Texte de l'exercice –
_ _ _ _ _

Ensuite, ils sont habitués à recevoir, à séduire, à s’exprimer, et ils sont également plus gourmands, plus opportunistes et beaucoup plus revendicateurs que la génération précédente. Les employeurs doivent donc s’accrocher et s’attendre à ce que les jeunes adultes contestent avant même qu’on ait dit un seul mot. « Être plus, avoir plus », telle est leur devise.
Dans un tel contexte, il est impossible d’encadrer ces jeunes adultes aux profils contrastés comme on le faisait hier avec leurs aînés. Donnez-leur des défis qu’ils seront les premiers à relever. Ils adorent être aux premières loges. La génération millénaire sait s’adapter et aime créer des réseaux. Elle est instruite et aime apprendre. Sont-ils loyaux ? Pas du tout. Intimidés ? Très peu. Ils sont à l’aise devant l’autorité, peut-être même trop. Certains ont eu un père qui travaillait beaucoup et qu’ils n’ont pas vu. Ils vont donc chercher des mentors, mais la relation est parfois inappropriée. Comme les jeunes adultes misent plus sur l’affectif que sur le rationnel, le lien émotif est trop fort, et quand leur mentor quitte l’entreprise, ils sont perdus !
Il ne consomme pas pour assurer sa subsistance, mais pour communier dans le mythe d’un progrès incessant et providentiel, pour afficher les signes du bonheur et de la réussite ; le jeune adulte ne saisit pas une offre d’emploi par nécessité, mais pour prendre part à une « grande aventure », « se réaliser », « se dépasser ».
Les employeurs désireux de bien comprendre la nouvelle génération des travailleurs doivent considérer trois facteurs :
1) le milieu d’où est issu le jeune travailleur ;
2) les influences de ce milieu sur le jeune travailleur ;
3) les nouvelles approches de gestion.

_ _ _ _ _

Données recueillies –
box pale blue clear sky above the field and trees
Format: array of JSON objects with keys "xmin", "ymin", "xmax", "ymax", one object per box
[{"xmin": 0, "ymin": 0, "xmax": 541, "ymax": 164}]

_ _ _ _ _

Exercices à réaliser –
1. Quelle devise le texte sur la génération millénaire attribue-t-il aux jeunes adultes ?
2. Recopiez, s'il vous plaît, le passage du texte sur la génération millénaire qui va de « Ensuite, ils sont » à « est leur devise. ».

Ensemble des réponses –
1. « Être plus, avoir plus ».

2.
Ensuite, ils sont habitués à recevoir, à séduire, à s’exprimer, et ils sont également plus gourmands, plus opportunistes et beaucoup plus revendicateurs que la génération précédente. Les employeurs doivent donc s’accrocher et s’attendre à ce que les jeunes adultes contestent avant même qu’on ait dit un seul mot. « Être plus, avoir plus », telle est leur devise.